[Saved data entries]
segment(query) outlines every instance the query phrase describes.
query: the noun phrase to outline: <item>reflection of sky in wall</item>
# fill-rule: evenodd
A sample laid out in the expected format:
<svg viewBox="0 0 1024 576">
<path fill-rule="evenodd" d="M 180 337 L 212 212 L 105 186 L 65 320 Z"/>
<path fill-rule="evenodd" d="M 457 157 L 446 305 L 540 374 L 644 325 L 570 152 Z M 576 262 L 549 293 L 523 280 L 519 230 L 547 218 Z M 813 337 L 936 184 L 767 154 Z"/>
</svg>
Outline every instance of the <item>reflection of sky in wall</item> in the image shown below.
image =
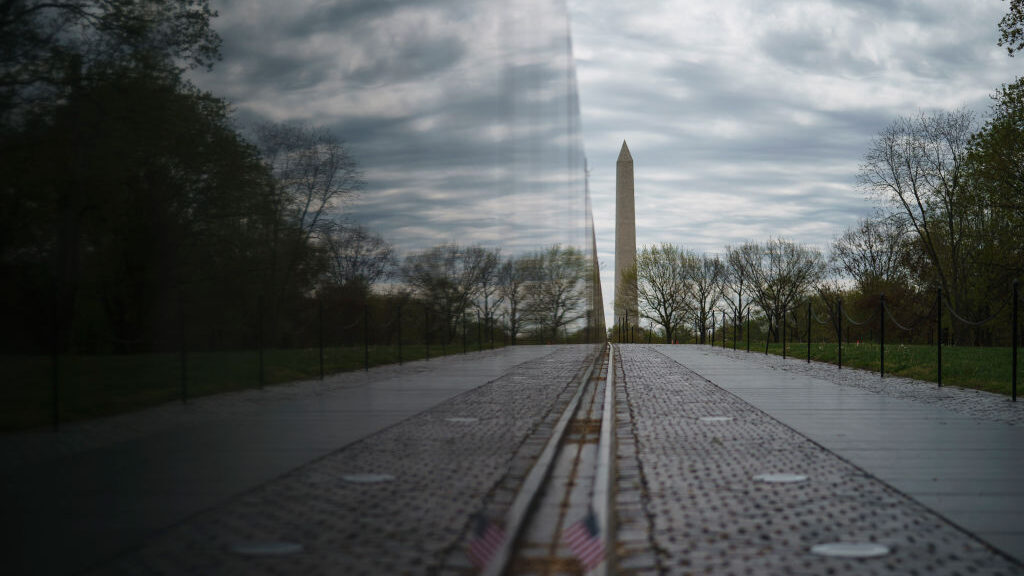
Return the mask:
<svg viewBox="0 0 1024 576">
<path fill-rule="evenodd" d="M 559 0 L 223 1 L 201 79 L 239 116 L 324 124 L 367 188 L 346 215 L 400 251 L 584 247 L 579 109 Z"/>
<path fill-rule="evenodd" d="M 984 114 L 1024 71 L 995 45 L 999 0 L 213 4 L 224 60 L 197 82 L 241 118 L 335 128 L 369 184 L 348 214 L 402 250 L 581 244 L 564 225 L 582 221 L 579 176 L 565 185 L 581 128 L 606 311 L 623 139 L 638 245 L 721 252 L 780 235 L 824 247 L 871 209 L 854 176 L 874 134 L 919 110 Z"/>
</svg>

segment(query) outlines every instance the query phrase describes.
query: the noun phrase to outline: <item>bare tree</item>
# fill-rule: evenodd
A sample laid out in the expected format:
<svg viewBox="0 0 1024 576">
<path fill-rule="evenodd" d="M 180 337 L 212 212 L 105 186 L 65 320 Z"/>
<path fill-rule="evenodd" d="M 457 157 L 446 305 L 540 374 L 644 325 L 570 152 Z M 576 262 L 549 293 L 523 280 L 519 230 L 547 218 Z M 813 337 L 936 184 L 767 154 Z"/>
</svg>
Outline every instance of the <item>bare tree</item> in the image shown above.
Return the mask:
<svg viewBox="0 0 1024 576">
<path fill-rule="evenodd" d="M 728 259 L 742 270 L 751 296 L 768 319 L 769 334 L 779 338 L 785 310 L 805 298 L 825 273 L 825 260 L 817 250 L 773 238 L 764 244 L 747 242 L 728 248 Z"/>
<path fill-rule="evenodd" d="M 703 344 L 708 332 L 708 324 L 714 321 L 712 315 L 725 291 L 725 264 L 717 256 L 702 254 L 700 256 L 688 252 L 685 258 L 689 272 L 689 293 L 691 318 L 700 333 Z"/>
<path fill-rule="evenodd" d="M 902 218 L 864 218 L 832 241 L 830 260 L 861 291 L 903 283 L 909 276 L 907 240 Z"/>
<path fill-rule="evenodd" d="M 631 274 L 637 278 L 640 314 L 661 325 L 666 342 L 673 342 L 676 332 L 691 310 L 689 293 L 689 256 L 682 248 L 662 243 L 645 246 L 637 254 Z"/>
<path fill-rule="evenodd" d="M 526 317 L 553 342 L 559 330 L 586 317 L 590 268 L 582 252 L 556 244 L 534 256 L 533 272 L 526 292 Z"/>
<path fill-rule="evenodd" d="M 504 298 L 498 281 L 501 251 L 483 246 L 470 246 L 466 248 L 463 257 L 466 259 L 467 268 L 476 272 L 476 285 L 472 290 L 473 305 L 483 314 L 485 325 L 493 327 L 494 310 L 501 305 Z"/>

### [Description of the task]
The reply must consist of the records, repeated exactly, minus any images.

### [Written answer]
segment(query) outlines every instance the query phrase describes.
query: the noun phrase to outline: <item>reflection of sky in wall</item>
# fill-rule: evenodd
A sample laid out in the expected format:
<svg viewBox="0 0 1024 576">
<path fill-rule="evenodd" d="M 180 337 L 212 212 L 105 186 L 65 320 Z"/>
<path fill-rule="evenodd" d="M 457 157 L 446 305 L 540 374 L 644 325 L 570 152 Z M 576 262 L 549 293 L 523 280 L 519 230 L 547 218 Z M 813 337 L 936 184 L 767 154 Z"/>
</svg>
Outline every instance of the <item>reflection of sky in wall</item> in the image shown below.
image =
Return the mask:
<svg viewBox="0 0 1024 576">
<path fill-rule="evenodd" d="M 559 0 L 223 1 L 201 79 L 239 116 L 324 124 L 367 188 L 346 215 L 400 251 L 584 247 L 579 109 Z"/>
<path fill-rule="evenodd" d="M 984 114 L 1024 71 L 995 45 L 999 0 L 213 4 L 224 60 L 197 82 L 241 118 L 335 128 L 369 184 L 348 214 L 402 250 L 581 244 L 564 225 L 582 221 L 579 176 L 565 185 L 581 128 L 606 311 L 623 139 L 638 245 L 721 252 L 780 235 L 824 247 L 871 209 L 854 176 L 874 134 L 919 110 Z"/>
</svg>

segment(query) outlines every instance the query phrase describes.
query: the noun phrase to outline: <item>bare tree</item>
# fill-rule: evenodd
A sample laid out in the expected format:
<svg viewBox="0 0 1024 576">
<path fill-rule="evenodd" d="M 180 337 L 212 212 L 105 186 L 65 320 Z"/>
<path fill-rule="evenodd" d="M 457 157 L 446 305 L 540 374 L 644 325 L 570 152 Z M 576 262 L 549 293 L 523 280 L 519 230 L 547 218 Z M 813 337 L 936 184 L 767 154 Z"/>
</svg>
Outline every instance of the <item>bare tree</item> in the image shown above.
Return the mask:
<svg viewBox="0 0 1024 576">
<path fill-rule="evenodd" d="M 728 259 L 742 270 L 751 296 L 768 319 L 769 334 L 779 338 L 785 310 L 805 298 L 825 273 L 825 260 L 817 250 L 773 238 L 764 244 L 747 242 L 728 248 Z"/>
<path fill-rule="evenodd" d="M 703 344 L 708 332 L 708 324 L 714 321 L 712 315 L 725 291 L 725 264 L 717 256 L 702 254 L 700 256 L 688 252 L 685 258 L 689 272 L 689 293 L 691 318 L 700 333 Z"/>
<path fill-rule="evenodd" d="M 902 218 L 864 218 L 832 241 L 830 260 L 861 291 L 903 283 L 909 276 L 907 240 Z"/>
<path fill-rule="evenodd" d="M 631 274 L 637 278 L 640 314 L 661 325 L 666 342 L 673 342 L 676 332 L 691 310 L 689 293 L 689 256 L 682 248 L 662 243 L 645 246 L 637 254 Z"/>
<path fill-rule="evenodd" d="M 526 317 L 553 342 L 559 330 L 586 317 L 590 268 L 582 252 L 556 244 L 534 256 L 533 272 L 526 292 Z"/>
<path fill-rule="evenodd" d="M 504 298 L 498 281 L 501 251 L 483 246 L 470 246 L 466 248 L 463 257 L 466 259 L 467 268 L 476 272 L 476 285 L 472 290 L 473 305 L 483 314 L 485 325 L 493 327 L 494 310 L 501 305 Z"/>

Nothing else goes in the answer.